Goal of the exercise :: Put every line of the records below into a Markdown table with the columns Row and Line, numbering each row and skipping blank lines. Leave the pictures out of the table.

################

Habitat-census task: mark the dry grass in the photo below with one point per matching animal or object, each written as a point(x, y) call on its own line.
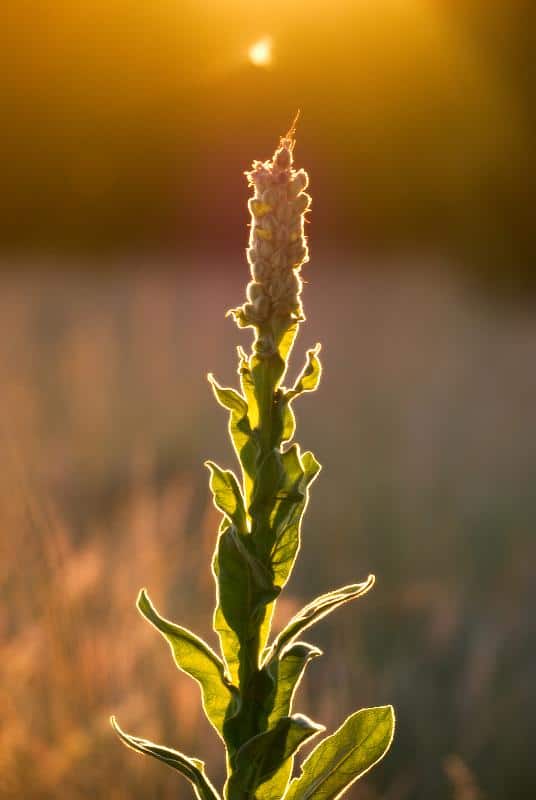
point(105, 420)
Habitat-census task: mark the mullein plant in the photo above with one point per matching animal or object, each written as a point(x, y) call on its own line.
point(248, 691)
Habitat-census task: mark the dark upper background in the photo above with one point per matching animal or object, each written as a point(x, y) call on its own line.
point(126, 128)
point(127, 125)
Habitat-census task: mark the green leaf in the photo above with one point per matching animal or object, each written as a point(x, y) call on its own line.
point(340, 759)
point(193, 656)
point(227, 495)
point(286, 673)
point(289, 514)
point(309, 378)
point(245, 589)
point(228, 398)
point(269, 754)
point(243, 439)
point(316, 610)
point(191, 768)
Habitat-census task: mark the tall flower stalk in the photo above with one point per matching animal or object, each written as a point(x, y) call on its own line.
point(247, 692)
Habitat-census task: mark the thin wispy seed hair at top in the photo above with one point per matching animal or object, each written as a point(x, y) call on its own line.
point(248, 690)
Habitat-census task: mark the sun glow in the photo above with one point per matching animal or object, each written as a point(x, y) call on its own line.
point(260, 53)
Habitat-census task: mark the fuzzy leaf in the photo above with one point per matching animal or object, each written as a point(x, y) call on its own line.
point(340, 759)
point(227, 495)
point(289, 517)
point(245, 589)
point(243, 439)
point(193, 656)
point(309, 378)
point(191, 768)
point(286, 673)
point(268, 755)
point(316, 610)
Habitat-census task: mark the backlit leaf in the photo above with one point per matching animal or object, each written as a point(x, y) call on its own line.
point(316, 610)
point(340, 759)
point(193, 656)
point(191, 768)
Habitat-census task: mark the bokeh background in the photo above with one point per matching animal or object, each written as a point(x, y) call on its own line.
point(126, 129)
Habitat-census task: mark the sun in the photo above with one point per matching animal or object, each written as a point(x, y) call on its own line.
point(260, 52)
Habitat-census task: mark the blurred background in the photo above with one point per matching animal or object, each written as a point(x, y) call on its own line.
point(126, 129)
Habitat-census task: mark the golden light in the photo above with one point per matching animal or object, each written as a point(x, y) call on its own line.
point(260, 53)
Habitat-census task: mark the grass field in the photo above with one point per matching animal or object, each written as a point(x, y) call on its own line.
point(429, 481)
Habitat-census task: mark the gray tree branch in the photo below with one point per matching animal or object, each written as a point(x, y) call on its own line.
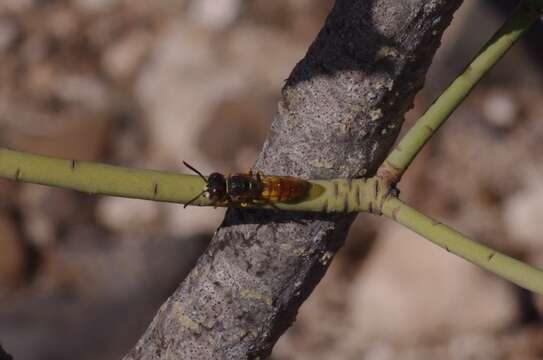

################

Reply ::
| Row | Line |
|---|---|
| 1 | Habitat-census task: mark the dry grass in the photo below with one point per matching animal or object, each written as a point(x, y) call on its own line. |
| 2 | point(105, 420) |
| 3 | Habitat-census task: mark the mullein plant in the photo above with one point per matching animal or object, each written as a point(x, y) call on its own line. |
| 4 | point(248, 691) |
| 5 | Habitat-census task: mark the dark upper background in the photo above with one point per matching animal or object, each written as a point(x, y) call on its own line. |
| 6 | point(126, 128) |
| 7 | point(127, 125) |
| 8 | Habitat-census task: mark the green leaf in the photo above with one point per matching animal or object, each written as a point(x, y) call on its own line. |
| 9 | point(340, 759) |
| 10 | point(193, 656) |
| 11 | point(227, 495) |
| 12 | point(286, 673) |
| 13 | point(289, 514) |
| 14 | point(309, 378) |
| 15 | point(245, 589) |
| 16 | point(228, 398) |
| 17 | point(269, 754) |
| 18 | point(243, 439) |
| 19 | point(316, 610) |
| 20 | point(191, 768) |
| 21 | Habitat-census task: mark the tall flower stalk in the photo above with one point per matching animal or object, each written as a point(x, y) call on its own line. |
| 22 | point(247, 692) |
| 23 | Habitat-census task: mark the thin wispy seed hair at top in the photo above with one point per matching animal or object, each written as a point(x, y) call on its own line. |
| 24 | point(248, 690) |
| 25 | Habitat-census task: mark the sun glow in the photo above with one point per matching animal or object, each written as a point(x, y) call on its own line. |
| 26 | point(260, 53) |
| 27 | Habitat-census task: mark the fuzzy leaf in the photo above with one point per matching animal or object, each written as a point(x, y) call on its own line. |
| 28 | point(340, 759) |
| 29 | point(227, 495) |
| 30 | point(289, 517) |
| 31 | point(245, 589) |
| 32 | point(243, 439) |
| 33 | point(193, 656) |
| 34 | point(309, 378) |
| 35 | point(191, 768) |
| 36 | point(286, 673) |
| 37 | point(268, 755) |
| 38 | point(316, 610) |
| 39 | Habitat-census task: mark the backlit leaf in the photo above with one point per matching animal or object, each written as a point(x, y) call on its own line. |
| 40 | point(316, 610) |
| 41 | point(340, 759) |
| 42 | point(193, 656) |
| 43 | point(191, 768) |
| 44 | Habitat-census task: mark the bokeh background in the photo above with one point per matching animal or object, each written as a point(x, y) call on its own line. |
| 45 | point(126, 129) |
| 46 | Habitat-census task: mark the sun in the photo above with one point per matching animal or object, each written as a point(x, y) call on its own line. |
| 47 | point(260, 52) |
| 48 | Habitat-census task: mark the blurred background in the photo above with one point per matching animal or object, each written as a point(x, y) call on its own line. |
| 49 | point(126, 129) |
| 50 | Habitat-census task: mark the golden light in the photo above with one point per matching animal or object, each written as a point(x, y) call on its own line. |
| 51 | point(260, 53) |
| 52 | Habitat-census task: mark the grass field in the photo above with one point per matching animal or object, each written as a point(x, y) call on its own line. |
| 53 | point(429, 481) |
| 54 | Habitat-census task: mark the gray tree branch in the photo below with one point per matching animal or object, each written as a point(x, y) call on its own line. |